• **Your instructions**: Output only the line that contains "Target: cluster of tree" and the lines after it, all verbatim, through the last one below.

• **Saved entries**:
━━━
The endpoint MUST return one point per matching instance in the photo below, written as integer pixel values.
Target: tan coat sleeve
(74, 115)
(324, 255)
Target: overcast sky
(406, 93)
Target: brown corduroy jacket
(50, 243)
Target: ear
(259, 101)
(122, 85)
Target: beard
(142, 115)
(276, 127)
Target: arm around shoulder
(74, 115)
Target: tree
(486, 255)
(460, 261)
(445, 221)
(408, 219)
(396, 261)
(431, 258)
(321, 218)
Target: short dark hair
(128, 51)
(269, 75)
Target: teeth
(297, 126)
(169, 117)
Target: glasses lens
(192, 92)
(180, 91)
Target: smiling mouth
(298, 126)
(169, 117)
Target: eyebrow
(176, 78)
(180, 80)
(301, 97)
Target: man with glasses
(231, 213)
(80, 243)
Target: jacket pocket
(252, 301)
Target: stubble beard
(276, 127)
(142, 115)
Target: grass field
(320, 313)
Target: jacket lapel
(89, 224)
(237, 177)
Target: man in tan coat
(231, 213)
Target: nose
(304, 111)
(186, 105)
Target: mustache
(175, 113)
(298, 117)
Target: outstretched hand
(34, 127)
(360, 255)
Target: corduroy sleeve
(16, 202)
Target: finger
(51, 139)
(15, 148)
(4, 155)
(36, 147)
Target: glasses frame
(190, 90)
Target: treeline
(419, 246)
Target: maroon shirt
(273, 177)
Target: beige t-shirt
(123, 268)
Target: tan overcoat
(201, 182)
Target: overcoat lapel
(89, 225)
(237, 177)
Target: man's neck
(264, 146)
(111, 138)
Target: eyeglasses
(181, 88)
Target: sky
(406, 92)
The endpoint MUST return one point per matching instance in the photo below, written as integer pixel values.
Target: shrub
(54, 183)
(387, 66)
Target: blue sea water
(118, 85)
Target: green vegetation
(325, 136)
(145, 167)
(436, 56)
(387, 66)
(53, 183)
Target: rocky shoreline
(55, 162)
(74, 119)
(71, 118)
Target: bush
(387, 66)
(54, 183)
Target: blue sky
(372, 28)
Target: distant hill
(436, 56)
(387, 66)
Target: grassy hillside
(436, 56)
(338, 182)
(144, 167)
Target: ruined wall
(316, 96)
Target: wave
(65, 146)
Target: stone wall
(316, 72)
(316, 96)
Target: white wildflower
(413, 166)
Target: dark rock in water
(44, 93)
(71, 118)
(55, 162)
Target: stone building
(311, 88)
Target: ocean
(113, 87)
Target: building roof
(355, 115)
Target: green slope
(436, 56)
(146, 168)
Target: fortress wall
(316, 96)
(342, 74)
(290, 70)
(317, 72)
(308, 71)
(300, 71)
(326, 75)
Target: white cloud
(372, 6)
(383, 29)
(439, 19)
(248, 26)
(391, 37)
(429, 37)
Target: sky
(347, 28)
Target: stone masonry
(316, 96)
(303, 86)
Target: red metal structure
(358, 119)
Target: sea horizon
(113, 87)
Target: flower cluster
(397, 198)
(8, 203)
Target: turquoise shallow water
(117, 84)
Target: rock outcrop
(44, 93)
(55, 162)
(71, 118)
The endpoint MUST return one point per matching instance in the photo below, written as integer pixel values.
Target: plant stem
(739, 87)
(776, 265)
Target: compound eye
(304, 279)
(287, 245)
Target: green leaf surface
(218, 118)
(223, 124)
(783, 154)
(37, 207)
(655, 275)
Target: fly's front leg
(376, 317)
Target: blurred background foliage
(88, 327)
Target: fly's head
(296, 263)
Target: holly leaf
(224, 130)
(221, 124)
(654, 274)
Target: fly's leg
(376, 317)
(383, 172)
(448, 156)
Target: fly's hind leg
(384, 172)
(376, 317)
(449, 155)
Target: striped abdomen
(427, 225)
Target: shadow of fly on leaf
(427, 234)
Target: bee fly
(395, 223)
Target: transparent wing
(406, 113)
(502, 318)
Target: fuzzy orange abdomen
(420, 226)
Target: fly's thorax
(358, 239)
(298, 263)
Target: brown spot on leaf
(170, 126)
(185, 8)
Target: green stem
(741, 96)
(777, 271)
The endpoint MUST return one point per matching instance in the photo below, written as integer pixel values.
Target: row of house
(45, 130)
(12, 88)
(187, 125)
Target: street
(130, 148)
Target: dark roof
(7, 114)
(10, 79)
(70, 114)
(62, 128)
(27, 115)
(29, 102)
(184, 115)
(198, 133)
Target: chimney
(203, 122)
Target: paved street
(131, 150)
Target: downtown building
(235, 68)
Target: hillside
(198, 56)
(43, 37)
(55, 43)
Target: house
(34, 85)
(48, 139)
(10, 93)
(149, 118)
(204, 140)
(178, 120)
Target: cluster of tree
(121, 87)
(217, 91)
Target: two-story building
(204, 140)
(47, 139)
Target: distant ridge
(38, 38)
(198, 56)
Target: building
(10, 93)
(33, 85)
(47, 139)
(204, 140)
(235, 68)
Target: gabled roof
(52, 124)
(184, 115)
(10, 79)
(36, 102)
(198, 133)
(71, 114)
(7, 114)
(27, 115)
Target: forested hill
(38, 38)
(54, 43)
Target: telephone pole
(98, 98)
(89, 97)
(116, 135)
━━━
• **Output**:
Target: cluster of tree
(121, 87)
(217, 91)
Target: two-story building
(204, 140)
(47, 139)
Target: distant ridge
(38, 38)
(198, 56)
Target: building
(10, 93)
(33, 85)
(47, 139)
(204, 140)
(235, 68)
Target: gabled roof
(52, 124)
(184, 115)
(10, 79)
(36, 102)
(198, 133)
(71, 114)
(7, 114)
(27, 115)
Target: forested hill
(38, 38)
(54, 43)
Target: telephone pole
(98, 98)
(89, 97)
(116, 135)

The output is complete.